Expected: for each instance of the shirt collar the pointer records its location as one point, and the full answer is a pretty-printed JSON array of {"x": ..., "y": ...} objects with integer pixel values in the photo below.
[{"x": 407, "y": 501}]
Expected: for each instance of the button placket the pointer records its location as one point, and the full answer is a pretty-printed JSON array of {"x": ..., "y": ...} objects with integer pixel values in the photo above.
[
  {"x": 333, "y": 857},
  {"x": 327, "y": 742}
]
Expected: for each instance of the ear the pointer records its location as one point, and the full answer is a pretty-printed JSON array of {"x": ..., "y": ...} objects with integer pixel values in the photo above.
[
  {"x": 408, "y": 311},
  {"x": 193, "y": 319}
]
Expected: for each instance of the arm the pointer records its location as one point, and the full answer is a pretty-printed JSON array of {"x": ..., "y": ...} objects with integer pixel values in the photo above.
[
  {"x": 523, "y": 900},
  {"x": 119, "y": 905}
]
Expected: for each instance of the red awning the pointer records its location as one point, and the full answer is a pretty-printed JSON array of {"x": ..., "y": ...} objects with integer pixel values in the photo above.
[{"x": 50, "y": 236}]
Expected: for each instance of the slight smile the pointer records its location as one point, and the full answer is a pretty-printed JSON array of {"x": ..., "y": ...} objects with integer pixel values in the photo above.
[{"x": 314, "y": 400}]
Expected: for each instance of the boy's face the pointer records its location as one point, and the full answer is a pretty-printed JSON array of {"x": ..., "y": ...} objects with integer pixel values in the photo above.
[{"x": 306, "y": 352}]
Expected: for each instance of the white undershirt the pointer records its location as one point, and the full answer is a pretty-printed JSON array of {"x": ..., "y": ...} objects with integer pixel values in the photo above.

*****

### Exercise directions
Each record above is to be returned verbatim.

### Exercise solution
Expected: for each instance of the shirt collar the pointer records its location as one point, and the full answer is a pretty-printed JSON array of {"x": ..., "y": ...} objects with integer pixel values in the photo below.
[{"x": 407, "y": 501}]
Expected: for each instance of the button placket the pointer records its location as one point, and the full answer is a pretty-printed JSON array of {"x": ..., "y": ...} objects with integer pixel values in the photo above.
[
  {"x": 333, "y": 857},
  {"x": 327, "y": 742}
]
Expected: for each instance of the ear the pointer records its location as one point, and the full answer is a pretty-printed JSON array of {"x": ..., "y": ...} objects with integer pixel values in the photo above.
[
  {"x": 408, "y": 311},
  {"x": 193, "y": 319}
]
Expected: for each instance of the arm the pointer records its location as one point, and the full answer is a pretty-printed JSON array of {"x": ..., "y": ...} objects with integer pixel values in the photo above.
[
  {"x": 523, "y": 900},
  {"x": 119, "y": 905}
]
Expected: for each instance of the red awning the pointer records its location as one point, and the full answer is a pretty-printed JSON array of {"x": ..., "y": ...} objects with integer pixel values in the photo above.
[{"x": 50, "y": 236}]
Expected: for each instance of the slight smile the pointer records its location as one point, and the full answer is a pretty-printed JSON array of {"x": ..., "y": ...} objects with integer pixel values in the photo above.
[{"x": 314, "y": 400}]
Expected: for each instance of the boy's face the pointer records its location as one point, and the full answer is a pretty-printed JSON array of {"x": ..., "y": ...} objects with integer pixel values in the photo above.
[{"x": 306, "y": 352}]
Expected: for each instance of the white undershirt the pointer records its location as one point, and the full answer is a pretty-printed JSON array of {"x": ..., "y": ...} objects with integer pixel values in the photo above.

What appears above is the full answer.